EXERCISE PASSAGE

In the US, I think it would be hard to say that most people go to restaurants for social benefits.
> I'd be inviting all my friends over to eat at my place instead.
Ironically, this reads to me like a rather American thing. Simply based on typical dwelling size. There's a lot of nights at a restaurant (or cheaper: some venue specializing in space + some catering for groups instead of the full restaurant experience) I could buy for the cost of keeping a dining room able to host a non-tiny group of friends around all year. In American sprawl, with those hardly-more-than-cardboard construction standards? Sure, no problem.
> "hardly-more-than-cardboard construction standards"
You are a silly person, what does this even have to do with cooking? Sorry America has got you so upset.
Do you even have a counterpoint to what I said beyond your weird hate for America? Most of the places I have traveled and lived in around the world, most people are not going out to eat for socializing but for the elimination of the labor and time it takes to cook the same meal at home. Sure socialization can play a role but thats not the prime value.
Alternatively the idea that people don't entertain at home is a sign of a completely broken housing market where you get a human storage unit rather than a home.
It's a dystopia all right, but one that is already very real. WFH is a reality for many, groceries to the door hasn't become mainstream yet but the supermarket might well be on the trajectory taken by book stores two decades earlier and people who don't attend outdoor or team sports can have surprisingly few occasions to leave home unless they go out of their way to find an excuse.
Just because I can order everything I need for home with a couple of taps (which I can, BTW), work from home time to time, and can cook and clean by myself doesn't mean that I don't need to leave home.
Taking a long tour along the neighborhood, to see what I want to buy first hand before pulling the trigger, or seeing an old friend and getting a nice coffee at that café are all valid reasons to go out.
Getting fresh air, regularly walking, seeing a couple of different and unknown faces are regular maintenance tasks for the body and brain.
I don't think humans should hole up at their homes and work/doom scroll/eat/doom scroll/sleep/repeat just because they can. That's unhealthy for every aspect of your body and life to begin with.
That's why I called it a dystopia. After a year of working fully remote I now have the option of walking to an office and I haven't skipped on that a single day. The WFH had its benefits, but all in all it felt like COVID lockdown going into overtime. As in enjoying those few seconds of interaction at the supermarket checkout.
Although this is your reality most of thr time, people need to go out with family/friends, from time to time. So when they disappear where people are going to go?
I'm in this dystopia: WFH, delivery groceries, delivery meals when I'm feeling lazy. If I didn't have a dog, I'd probably only leave my house on the weekend.

INPUT DATA
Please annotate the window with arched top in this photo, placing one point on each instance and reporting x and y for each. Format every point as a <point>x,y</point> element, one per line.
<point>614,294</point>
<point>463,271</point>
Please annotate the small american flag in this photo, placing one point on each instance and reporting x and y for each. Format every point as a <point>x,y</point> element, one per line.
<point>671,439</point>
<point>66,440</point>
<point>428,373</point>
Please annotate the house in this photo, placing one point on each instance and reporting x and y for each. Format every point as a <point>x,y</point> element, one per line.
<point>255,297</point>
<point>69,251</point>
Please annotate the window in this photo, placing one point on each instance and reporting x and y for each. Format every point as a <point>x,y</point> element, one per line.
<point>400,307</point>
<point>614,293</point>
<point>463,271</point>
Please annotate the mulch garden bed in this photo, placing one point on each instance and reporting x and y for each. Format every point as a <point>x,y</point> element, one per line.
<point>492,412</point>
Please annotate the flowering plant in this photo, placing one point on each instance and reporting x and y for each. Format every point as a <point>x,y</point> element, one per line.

ABOUT THIS EXERCISE
The discussion ends with a writer who says they live in "this dystopia." List every element of that dystopia the writer names.

EXERCISE RESPONSE
- WFH
- delivery groceries
- delivery meals when feeling lazy